------ TEXTAUSZUG ------

Megatrends: Was die ­Wohnungswirtschaft verändert

Digitalisierung und demografischer Wandel stellen die Wohnungswirtschaft vor gewaltige Herausforderungen. Ideen sind ebenso gefragt wie mehr Flexibilität. Das gilt auch für die Unternehmenssoftware, die als zentrale „Schaltstelle“ in Zukunft viele Aufgaben und Dienste integrieren muss.

Demografische Vorausberechnungen beruhen auf komplexen Annahmen. Mit verlässlichen Zahlen sind sie nicht zu verwechseln. Doch dass die Bevölkerung Deutschlands schrumpft und unsere Gesellschaft immer älter wird, ist als Trend nicht mehr aufzuhalten. Bis zum Jahr 2050 könnte der aktuellen Projektion des Statistischen Bundesamtes zufolge die Einwohnerzahl Deutschlands von 81,3 auf 76,1 Millionen sinken. Durchschnittlich 200.000 Einwanderer pro Jahr sind da schon mit eingerechnet. 43 Millionen Erwerbstätigen dürften dann 21 Millionen Rentner gegenüberstehen; aktuell liegt das Verhältnis bei rund 50 zu 17 Millionen.

Während Großstädte und Ballungsräume von Binnenwanderung und Migration profitieren, trifft der Wandel ländliche Kommunen in strukturschwachen Regionen am härtesten. Schon heute geht die Bevölkerungszahl in über 70 % aller Kreise und kreisfreien Städte zurück, worauf der GdW in seiner Statistik „Wohnungswirtschaftliche Daten und Trends 2015/2016“ hinweist. Eine neue Leerstandswelle droht demnach insbesondere im Osten Deutschlands.

Wo immer mehr Menschen ab­­wandern, verschlechtert sich die infrastrukturelle Versorgungslage, was die Regionen noch unattraktiver macht. Dieser Entwicklung etwas Positives abzugewinnen, fällt schwer. Und doch: Deutschland als „Pionier“ beim weltweiten demografischen Wandel habe die Chance, so Reiner Klingholz vom Berlin-Institut für Bevölkerung und Entwicklung, „sich früher als andere mit den neuen Bedingungen zu arrangieren und dabei etwas Neues zu schaffen.“*

Mieterservices für generationengerechtes Wohnen

Für die Wohnungswirtschaft geht es um mehr als barrierefreies Bauen, es geht um Ideen. In seiner Studie „Wohntrends 2030“ bringt der GdW dazu viele Vorschläge ins Spiel. Beispiel Gesundheitstrend: Dank unserer gesunden Lebensweise werden wir immer älter und wollen möglichst lange fit bleiben. Die Krankenkassen bieten weniger Leistungen, dafür boomt der von den freiwilligen Beiträgen der Kunden finanzierte zweite Gesundheitsmarkt. Fitnessstudio und Sportangebote, Bioladen und Gesundheitsdienstleistungen im Quartier werden nachgefragt sein.

------

### SCHRIFTLICHE AUFGABE A
Geben Sie an, ob die folgenden Aussagen mit dem Textauszug zur Wohnungswirtschaft übereinstimmen, und belegen Sie jede Antwort (ja oder nein) mit den entscheidenden Worten des Textes als wörtliches Zitat: (i) In mehr als 70 % aller Kreise und kreisfreien Städte sinkt bereits heute die Bevölkerungszahl. (ii) In der Projektion bis 2050 sind Einwanderer nicht berücksichtigt. (iii) Die Krankenkassen bieten immer mehr Leistungen an.
### SCHRIFTLICHE AUFGABE B
Wiederholen Sie wörtlich den Abschnitt des Textauszugs zur Wohnungswirtschaft, der mit „Demografische Vorausberechnungen beruhen“ beginnt und mit „zu 17 Millionen.“ endet.

------ EINTRÄGE ------

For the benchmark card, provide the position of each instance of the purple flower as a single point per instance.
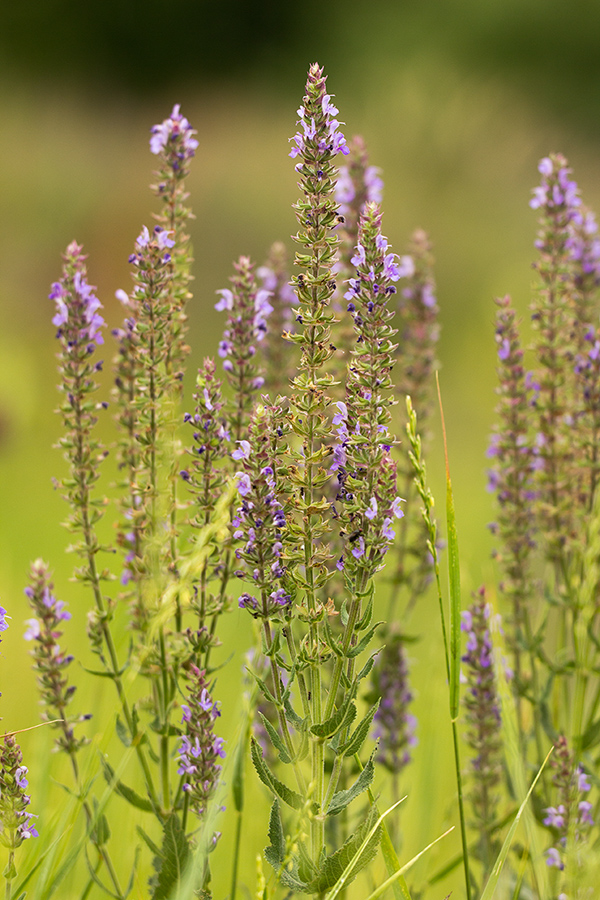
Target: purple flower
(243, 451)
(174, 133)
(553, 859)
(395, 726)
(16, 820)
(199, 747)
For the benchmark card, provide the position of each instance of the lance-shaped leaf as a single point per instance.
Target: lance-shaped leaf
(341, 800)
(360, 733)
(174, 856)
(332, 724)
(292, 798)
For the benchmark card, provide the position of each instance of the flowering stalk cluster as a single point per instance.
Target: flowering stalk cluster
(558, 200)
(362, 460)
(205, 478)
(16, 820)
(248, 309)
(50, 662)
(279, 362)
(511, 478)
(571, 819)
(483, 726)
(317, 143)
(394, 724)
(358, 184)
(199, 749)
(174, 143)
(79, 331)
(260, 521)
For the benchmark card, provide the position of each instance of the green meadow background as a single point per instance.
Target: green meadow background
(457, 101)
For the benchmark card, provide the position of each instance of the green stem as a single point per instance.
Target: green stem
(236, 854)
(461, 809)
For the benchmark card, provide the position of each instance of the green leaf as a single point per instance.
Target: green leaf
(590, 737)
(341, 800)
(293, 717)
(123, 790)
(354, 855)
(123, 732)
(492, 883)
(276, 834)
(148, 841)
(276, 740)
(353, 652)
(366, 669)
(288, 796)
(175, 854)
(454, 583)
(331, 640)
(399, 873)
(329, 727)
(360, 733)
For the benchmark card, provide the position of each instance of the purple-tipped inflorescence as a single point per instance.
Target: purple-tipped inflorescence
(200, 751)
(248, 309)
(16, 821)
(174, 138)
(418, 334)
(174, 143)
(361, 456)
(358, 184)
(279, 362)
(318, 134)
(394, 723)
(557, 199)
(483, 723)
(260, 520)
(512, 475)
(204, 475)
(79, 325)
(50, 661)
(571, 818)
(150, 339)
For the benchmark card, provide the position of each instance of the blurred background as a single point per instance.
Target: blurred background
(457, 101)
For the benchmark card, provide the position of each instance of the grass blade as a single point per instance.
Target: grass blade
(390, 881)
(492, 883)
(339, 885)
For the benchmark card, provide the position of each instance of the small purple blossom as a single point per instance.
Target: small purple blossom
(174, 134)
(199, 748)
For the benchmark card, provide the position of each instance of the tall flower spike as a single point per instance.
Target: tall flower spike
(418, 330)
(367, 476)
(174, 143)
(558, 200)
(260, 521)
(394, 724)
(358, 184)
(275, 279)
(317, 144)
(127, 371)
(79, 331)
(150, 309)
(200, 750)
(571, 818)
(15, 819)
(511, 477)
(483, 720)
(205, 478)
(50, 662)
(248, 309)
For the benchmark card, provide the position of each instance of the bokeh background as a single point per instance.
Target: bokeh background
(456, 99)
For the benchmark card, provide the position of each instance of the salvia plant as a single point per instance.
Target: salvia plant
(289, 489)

------

### LÖSUNG A
(i) Ja: „Schon heute geht die Bevölkerungszahl in über 70 % aller Kreise und kreisfreien Städte zurück“
(ii) Nein: „Durchschnittlich 200.000 Einwanderer pro Jahr sind da schon mit eingerechnet.“
(iii) Nein: „Die Krankenkassen bieten weniger Leistungen“

### LÖSUNG B
Demografische Vorausberechnungen beruhen auf komplexen Annahmen. Mit verlässlichen Zahlen sind sie nicht zu verwechseln. Doch dass die Bevölkerung Deutschlands schrumpft und unsere Gesellschaft immer älter wird, ist als Trend nicht mehr aufzuhalten. Bis zum Jahr 2050 könnte der aktuellen Projektion des Statistischen Bundesamtes zufolge die Einwohnerzahl Deutschlands von 81,3 auf 76,1 Millionen sinken. Durchschnittlich 200.000 Einwanderer pro Jahr sind da schon mit eingerechnet. 43 Millionen Erwerbstätigen dürften dann 21 Millionen Rentner gegenüberstehen; aktuell liegt das Verhältnis bei rund 50 zu 17 Millionen.